> **SOURCE RECORDS**:
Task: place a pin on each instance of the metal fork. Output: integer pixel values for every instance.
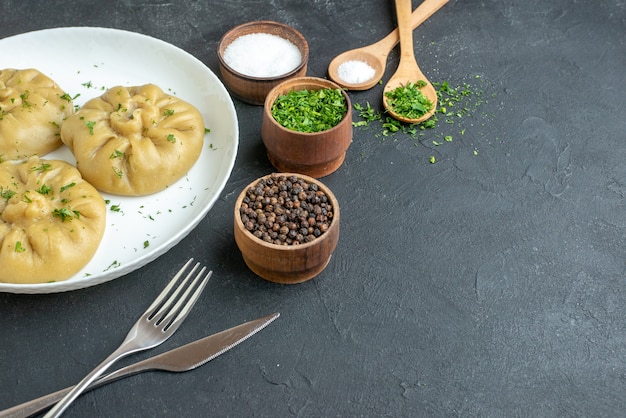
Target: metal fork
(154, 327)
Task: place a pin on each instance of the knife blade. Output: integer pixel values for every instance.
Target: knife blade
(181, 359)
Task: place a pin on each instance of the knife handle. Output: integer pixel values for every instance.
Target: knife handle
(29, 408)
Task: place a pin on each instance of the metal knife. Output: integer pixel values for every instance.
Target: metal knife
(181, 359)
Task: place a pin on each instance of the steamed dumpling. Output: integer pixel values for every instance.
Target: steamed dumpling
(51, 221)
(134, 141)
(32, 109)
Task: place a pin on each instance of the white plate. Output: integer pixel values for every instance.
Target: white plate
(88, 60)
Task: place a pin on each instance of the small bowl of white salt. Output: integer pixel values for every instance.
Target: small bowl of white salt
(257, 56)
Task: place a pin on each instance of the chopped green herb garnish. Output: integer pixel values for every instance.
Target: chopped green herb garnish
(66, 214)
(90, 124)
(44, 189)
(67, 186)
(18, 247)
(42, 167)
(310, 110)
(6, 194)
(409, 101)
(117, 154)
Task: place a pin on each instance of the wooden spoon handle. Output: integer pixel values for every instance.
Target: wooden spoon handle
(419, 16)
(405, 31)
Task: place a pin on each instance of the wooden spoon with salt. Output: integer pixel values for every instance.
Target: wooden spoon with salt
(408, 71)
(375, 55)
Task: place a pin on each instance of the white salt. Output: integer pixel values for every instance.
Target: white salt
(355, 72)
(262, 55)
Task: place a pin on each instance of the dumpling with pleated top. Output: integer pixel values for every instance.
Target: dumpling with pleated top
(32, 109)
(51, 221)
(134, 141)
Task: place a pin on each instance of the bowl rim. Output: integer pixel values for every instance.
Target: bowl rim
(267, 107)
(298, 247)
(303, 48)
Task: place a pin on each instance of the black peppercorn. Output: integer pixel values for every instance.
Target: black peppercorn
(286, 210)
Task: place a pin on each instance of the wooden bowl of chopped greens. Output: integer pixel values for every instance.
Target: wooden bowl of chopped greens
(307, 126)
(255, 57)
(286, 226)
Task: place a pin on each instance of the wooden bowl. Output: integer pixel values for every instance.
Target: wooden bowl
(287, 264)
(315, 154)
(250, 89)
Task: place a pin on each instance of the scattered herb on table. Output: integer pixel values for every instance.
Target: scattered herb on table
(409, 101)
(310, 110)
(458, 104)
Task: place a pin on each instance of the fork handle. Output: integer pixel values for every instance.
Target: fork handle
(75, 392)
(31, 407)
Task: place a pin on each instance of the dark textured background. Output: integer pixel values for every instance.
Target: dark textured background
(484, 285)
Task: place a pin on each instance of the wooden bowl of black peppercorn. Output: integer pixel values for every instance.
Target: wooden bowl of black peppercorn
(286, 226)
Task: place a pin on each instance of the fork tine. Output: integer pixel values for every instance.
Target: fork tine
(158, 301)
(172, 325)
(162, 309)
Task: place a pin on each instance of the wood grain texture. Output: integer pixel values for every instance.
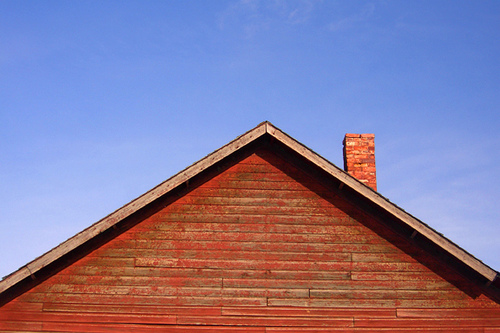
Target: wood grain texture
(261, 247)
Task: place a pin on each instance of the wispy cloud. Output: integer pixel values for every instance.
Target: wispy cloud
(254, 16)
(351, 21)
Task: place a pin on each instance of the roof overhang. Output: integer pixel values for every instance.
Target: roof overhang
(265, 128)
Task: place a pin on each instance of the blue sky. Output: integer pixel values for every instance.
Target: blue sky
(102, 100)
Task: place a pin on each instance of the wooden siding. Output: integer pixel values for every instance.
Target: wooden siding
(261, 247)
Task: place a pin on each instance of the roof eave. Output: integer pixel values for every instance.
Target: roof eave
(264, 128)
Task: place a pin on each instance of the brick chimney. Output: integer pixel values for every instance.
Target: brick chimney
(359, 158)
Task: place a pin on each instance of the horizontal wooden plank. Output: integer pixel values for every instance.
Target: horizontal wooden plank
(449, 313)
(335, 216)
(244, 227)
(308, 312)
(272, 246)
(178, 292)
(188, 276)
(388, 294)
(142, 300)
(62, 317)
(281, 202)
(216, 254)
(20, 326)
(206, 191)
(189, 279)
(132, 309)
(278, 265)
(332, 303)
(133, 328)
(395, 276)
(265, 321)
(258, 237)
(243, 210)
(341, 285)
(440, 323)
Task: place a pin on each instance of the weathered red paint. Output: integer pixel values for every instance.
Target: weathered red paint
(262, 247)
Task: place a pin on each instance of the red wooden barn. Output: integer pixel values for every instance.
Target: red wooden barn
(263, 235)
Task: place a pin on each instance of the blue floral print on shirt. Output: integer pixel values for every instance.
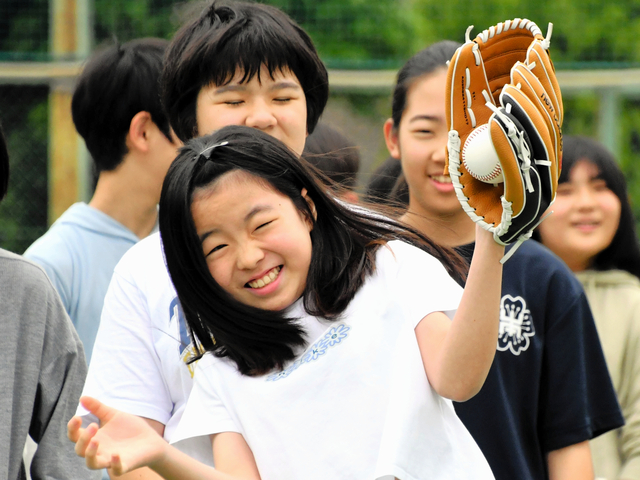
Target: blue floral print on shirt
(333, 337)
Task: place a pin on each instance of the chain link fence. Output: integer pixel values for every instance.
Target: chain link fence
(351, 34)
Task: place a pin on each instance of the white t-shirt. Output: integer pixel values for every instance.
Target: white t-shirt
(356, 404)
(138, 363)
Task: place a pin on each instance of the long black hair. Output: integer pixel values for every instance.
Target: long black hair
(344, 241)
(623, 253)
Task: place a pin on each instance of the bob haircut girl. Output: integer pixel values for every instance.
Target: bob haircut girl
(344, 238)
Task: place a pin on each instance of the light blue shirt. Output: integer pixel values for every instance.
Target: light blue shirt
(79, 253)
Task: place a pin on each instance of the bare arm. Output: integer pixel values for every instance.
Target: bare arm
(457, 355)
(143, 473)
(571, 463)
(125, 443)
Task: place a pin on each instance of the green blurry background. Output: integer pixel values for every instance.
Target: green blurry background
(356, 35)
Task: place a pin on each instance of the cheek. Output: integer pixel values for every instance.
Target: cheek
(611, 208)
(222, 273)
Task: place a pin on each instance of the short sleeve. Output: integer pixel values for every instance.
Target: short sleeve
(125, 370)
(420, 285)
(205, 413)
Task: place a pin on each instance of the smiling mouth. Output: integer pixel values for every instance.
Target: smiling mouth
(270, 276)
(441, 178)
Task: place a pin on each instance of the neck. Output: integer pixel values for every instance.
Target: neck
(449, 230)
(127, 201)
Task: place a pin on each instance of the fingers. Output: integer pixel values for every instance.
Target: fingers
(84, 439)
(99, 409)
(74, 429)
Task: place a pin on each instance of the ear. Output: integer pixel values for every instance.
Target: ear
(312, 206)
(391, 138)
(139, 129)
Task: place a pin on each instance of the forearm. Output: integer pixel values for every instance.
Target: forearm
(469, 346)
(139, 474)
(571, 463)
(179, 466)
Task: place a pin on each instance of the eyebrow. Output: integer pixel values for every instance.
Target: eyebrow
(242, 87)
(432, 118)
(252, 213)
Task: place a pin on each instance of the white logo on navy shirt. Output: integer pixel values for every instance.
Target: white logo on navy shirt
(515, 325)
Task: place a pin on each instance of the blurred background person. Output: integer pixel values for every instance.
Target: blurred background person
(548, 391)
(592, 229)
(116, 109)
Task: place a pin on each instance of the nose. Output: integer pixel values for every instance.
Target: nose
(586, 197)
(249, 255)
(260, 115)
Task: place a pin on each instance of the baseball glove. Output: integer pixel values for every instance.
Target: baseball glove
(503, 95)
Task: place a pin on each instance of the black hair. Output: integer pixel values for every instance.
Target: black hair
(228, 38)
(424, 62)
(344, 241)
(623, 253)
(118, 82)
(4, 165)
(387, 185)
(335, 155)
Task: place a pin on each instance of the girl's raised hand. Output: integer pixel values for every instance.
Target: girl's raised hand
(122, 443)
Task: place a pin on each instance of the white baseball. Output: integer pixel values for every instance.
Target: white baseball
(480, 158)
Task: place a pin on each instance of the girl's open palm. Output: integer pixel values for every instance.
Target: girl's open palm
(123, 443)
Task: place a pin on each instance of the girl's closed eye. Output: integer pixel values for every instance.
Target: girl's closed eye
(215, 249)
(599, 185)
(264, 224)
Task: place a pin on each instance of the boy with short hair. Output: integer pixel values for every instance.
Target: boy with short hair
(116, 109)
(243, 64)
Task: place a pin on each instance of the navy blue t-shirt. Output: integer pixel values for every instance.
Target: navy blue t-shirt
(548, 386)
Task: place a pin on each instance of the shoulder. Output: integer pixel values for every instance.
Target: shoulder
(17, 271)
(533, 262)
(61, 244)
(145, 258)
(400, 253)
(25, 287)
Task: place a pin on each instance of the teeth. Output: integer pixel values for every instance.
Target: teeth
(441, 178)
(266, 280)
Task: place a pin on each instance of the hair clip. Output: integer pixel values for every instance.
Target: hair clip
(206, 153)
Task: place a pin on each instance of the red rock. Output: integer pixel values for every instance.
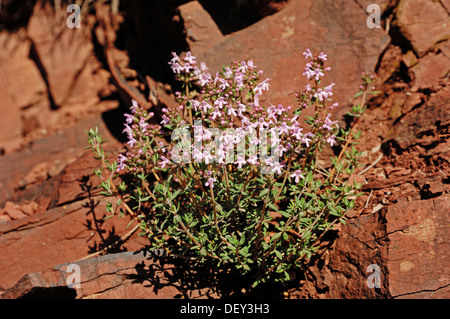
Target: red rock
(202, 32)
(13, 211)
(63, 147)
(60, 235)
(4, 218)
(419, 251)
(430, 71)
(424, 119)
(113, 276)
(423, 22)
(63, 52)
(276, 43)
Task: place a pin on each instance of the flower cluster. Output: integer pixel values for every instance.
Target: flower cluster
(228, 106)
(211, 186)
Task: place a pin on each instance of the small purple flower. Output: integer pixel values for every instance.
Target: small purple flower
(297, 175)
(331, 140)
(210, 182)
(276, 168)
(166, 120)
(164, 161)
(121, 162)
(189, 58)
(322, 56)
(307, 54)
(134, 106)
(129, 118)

---

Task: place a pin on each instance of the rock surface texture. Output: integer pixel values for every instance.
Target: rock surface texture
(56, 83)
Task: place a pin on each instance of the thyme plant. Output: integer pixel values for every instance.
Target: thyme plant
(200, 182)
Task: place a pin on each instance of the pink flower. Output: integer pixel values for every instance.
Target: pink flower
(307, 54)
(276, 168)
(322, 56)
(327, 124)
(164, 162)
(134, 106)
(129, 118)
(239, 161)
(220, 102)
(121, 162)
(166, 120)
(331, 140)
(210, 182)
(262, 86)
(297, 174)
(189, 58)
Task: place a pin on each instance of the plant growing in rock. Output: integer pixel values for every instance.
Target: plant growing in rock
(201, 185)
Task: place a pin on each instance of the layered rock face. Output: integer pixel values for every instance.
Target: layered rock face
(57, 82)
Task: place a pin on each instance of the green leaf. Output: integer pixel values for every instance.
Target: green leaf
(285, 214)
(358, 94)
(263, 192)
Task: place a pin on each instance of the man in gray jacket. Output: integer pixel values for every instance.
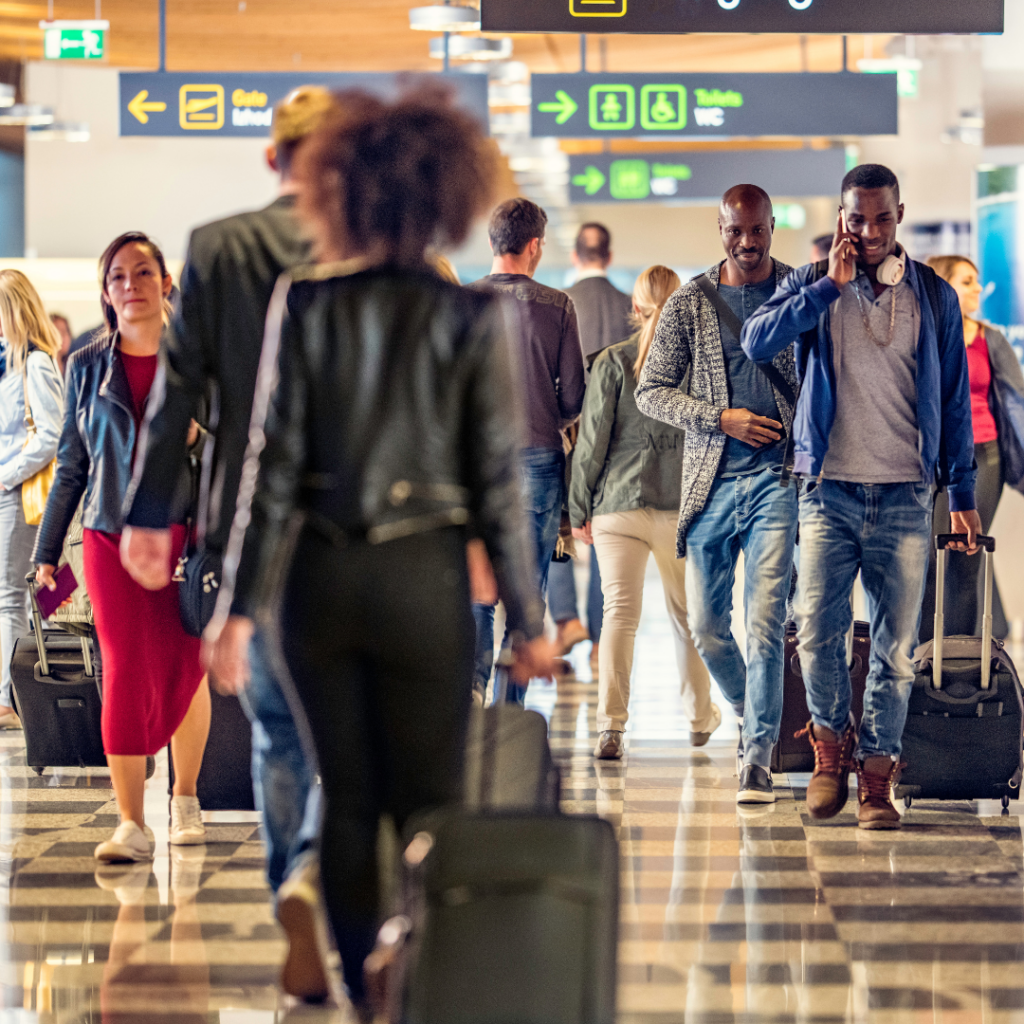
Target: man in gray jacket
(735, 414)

> **WHAT THE TASK ASKS**:
Pull out every line of the records above that contains the word "teeth", copying each one in full.

> **WRITTEN RESPONSE**:
Task: place a pin on each instance of the teeth. Output: integer pixel values for every instance.
Target: teeth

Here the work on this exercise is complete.